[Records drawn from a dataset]
··········

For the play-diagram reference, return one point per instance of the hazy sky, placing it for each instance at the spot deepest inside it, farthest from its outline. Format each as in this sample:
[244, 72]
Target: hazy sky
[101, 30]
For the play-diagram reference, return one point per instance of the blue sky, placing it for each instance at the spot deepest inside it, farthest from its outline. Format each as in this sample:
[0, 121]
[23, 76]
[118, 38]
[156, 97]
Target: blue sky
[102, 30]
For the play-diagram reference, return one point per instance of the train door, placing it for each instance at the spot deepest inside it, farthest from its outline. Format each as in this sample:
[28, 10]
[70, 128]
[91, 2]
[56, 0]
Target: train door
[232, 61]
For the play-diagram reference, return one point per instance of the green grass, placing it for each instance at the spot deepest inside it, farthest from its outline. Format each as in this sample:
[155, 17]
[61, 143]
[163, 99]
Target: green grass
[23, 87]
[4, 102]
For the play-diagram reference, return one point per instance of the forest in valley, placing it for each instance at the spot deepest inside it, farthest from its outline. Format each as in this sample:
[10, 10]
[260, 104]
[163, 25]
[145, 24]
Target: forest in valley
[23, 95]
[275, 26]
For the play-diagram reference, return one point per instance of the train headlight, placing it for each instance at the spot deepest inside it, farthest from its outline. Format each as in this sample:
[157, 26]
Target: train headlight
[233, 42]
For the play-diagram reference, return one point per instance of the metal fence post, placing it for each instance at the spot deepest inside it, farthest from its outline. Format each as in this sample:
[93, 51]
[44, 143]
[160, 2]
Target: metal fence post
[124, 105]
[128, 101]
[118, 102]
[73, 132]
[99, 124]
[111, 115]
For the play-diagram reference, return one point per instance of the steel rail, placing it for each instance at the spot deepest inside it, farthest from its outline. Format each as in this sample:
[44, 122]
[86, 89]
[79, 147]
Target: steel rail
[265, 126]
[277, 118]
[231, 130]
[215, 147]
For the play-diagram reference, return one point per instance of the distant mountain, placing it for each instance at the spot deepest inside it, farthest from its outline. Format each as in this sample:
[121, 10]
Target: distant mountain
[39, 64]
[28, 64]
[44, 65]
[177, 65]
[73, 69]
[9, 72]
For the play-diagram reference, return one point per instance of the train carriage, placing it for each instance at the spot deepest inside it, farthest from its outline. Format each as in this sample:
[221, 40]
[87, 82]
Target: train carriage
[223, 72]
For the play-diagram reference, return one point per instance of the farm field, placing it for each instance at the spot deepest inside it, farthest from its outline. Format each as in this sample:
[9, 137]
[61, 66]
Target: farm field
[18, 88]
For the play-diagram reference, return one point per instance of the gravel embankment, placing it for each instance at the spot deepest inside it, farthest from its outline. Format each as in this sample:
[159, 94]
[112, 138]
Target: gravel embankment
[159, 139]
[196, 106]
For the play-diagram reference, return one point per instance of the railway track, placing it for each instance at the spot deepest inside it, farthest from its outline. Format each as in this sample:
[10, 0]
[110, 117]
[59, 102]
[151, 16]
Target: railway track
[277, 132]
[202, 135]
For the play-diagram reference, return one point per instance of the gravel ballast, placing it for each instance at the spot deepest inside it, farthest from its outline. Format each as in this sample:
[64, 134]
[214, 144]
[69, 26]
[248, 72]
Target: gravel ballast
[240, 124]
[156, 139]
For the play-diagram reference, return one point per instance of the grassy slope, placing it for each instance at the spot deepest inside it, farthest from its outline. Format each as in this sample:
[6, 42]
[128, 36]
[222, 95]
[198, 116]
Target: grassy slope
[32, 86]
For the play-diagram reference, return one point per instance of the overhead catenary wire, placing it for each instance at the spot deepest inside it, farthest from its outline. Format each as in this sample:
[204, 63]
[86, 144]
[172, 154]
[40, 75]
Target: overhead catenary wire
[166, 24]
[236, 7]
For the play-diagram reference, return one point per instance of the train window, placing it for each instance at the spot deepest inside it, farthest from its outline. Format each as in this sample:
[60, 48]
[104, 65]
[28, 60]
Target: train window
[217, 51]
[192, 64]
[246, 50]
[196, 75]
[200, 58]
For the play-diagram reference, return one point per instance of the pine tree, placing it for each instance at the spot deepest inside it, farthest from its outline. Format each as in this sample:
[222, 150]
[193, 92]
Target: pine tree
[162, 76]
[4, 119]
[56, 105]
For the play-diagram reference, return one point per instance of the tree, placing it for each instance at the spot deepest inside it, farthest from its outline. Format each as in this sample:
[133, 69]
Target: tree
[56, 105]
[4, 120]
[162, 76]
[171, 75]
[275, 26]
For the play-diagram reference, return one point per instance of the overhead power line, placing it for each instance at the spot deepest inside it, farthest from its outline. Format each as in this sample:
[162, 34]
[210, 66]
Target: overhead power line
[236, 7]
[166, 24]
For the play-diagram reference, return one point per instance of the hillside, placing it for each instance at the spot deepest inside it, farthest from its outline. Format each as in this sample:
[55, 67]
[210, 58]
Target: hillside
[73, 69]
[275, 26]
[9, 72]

··········

GOAL OF THE EXERCISE: Write the entries above out again, unchanged and complete.

TASK ANSWER:
For the play-diagram reference, return one point per instance of the hazy sky, placing it for each instance at the spot deepest inside it, farthest from its outline. Format each as in this sample:
[244, 72]
Target: hazy sky
[101, 30]
For the play-diagram reference, return one point per instance of the blue sky, placing it for each instance at the spot deepest inside it, farthest from its outline. Format each as in this sample:
[0, 121]
[23, 76]
[118, 38]
[156, 97]
Target: blue sky
[102, 30]
For the play-diagram reference, return one point per instance of the train door, placing it for each instance at the spot deepest inside it, farthest from its outline. Format each as in this sample:
[28, 10]
[70, 128]
[91, 2]
[56, 0]
Target: train door
[232, 61]
For the play-diagram reference, return one point per instance of the green grass, placing it for each instance at the spot deepest inside it, farthest from its outline. Format each as in this sample:
[155, 17]
[61, 143]
[163, 99]
Target: green grass
[23, 87]
[4, 102]
For the play-diagram reference, return one point per instance of the forest in valley, placing it for each instance at the spot deepest inside it, farthest from its outline. Format each as in this sample:
[10, 10]
[260, 104]
[163, 25]
[145, 24]
Target: forest in valley
[23, 95]
[275, 26]
For the play-diagram reference, return one point per instance of the train headlight, placing it for each instance at the spot deepest inside it, farthest from its outline. Format each as in this sample:
[157, 26]
Target: train headlight
[233, 42]
For the play-diagram reference, return one point per instance of the metal fence post, placing it for each instance at the spot deepest inside it, farthest from its outline. Format each as in this sample:
[93, 51]
[44, 143]
[160, 2]
Target: metal fence post
[124, 105]
[128, 101]
[118, 102]
[73, 132]
[99, 124]
[111, 115]
For the play-diagram reference, return one point per instance of the steel rail, placing it for each instance at the spot deepest inside it, farthest from its outline. Format each as in this sample:
[44, 122]
[86, 89]
[79, 147]
Target: steel rail
[265, 126]
[277, 118]
[231, 130]
[215, 147]
For the play-diagram reference, return one point per instance of the distant mountain, placing it for each instance at the spot deepest inside it, farthest from its outline. Format each as in this sample:
[121, 10]
Target: distant mountain
[39, 64]
[28, 64]
[44, 65]
[177, 65]
[73, 69]
[9, 72]
For the play-diagram reference, return one point per instance of the train carriage, placing it for each instance at the spot deepest inside it, farthest from its outline. Format each as in this sample:
[221, 40]
[87, 82]
Target: train carriage
[223, 72]
For the play-diagram reference, return one point per instance of the farm field, placing it for each instance at the spot deepest inside it, farthest from its outline. Format each as in this sample:
[9, 137]
[61, 66]
Target: farm field
[18, 88]
For the play-diagram reference, return one point per instance of the gravel embankment, placing it for each instance at the spot deepest inside it, farthest from its outline. Format each as in this sample:
[159, 94]
[112, 138]
Target: gravel embankment
[159, 139]
[196, 106]
For the play-diagram reference, return one point per instance of the railway track, placing it for each instance at the spot deepest inside it, farthest from its outline. Format each as in this sample:
[10, 0]
[110, 117]
[59, 102]
[151, 16]
Target: railway track
[277, 132]
[202, 135]
For the play-diagram reference, return one point per instance of the gravel ballast, placing it for each instance at the spot deepest inside it, farthest from its outline. Format each as in this sample:
[64, 134]
[214, 144]
[69, 26]
[248, 72]
Target: gravel ballast
[240, 124]
[156, 139]
For the play-diagram reference, return one point per instance of the grassy slope, placing it for each instance at the spot deepest inside it, farthest from its outline. Format each as in this sample:
[6, 42]
[128, 36]
[222, 95]
[198, 116]
Target: grassy slope
[32, 86]
For the play-diagram reference, return one point per instance of the overhead catenary wire, placing it for each instance at the spot deepest inside it, farthest from its outline. Format each as in this sample:
[204, 63]
[86, 144]
[172, 154]
[40, 75]
Target: overhead catenary wire
[166, 24]
[236, 7]
For the play-diagram reference, return one point per instance of the train window, placing it for each instance at the spot deepest inside it, farthest from its outline. Format each as in this sample:
[60, 48]
[104, 65]
[28, 60]
Target: train window
[217, 51]
[192, 64]
[246, 50]
[196, 75]
[200, 58]
For the play-diagram reference, return one point per instance of the pine tree, placing it for each instance at the spot deepest inside it, farthest from its outline. Format each as in this sample:
[222, 150]
[193, 92]
Target: pine tree
[162, 76]
[4, 119]
[56, 105]
For the play-diagram reference, return one point per instance of the tree, placing it for each instance at the spot deepest inside it, farthest from its outline. Format each as in this sample:
[133, 69]
Target: tree
[56, 105]
[4, 120]
[162, 76]
[171, 75]
[275, 26]
For the play-diagram reference, return one point per instance of the overhead power line, placing it for each instance at the spot deepest inside it, farthest from its outline. Format each as in this sample:
[162, 34]
[210, 66]
Target: overhead power line
[236, 7]
[166, 24]
For the play-diagram reference, return one point per instance of the hillside, placing it for each instance at the spot deepest inside it, farthest from its outline. Format each as in this sample:
[55, 67]
[210, 58]
Target: hillside
[73, 69]
[275, 26]
[9, 72]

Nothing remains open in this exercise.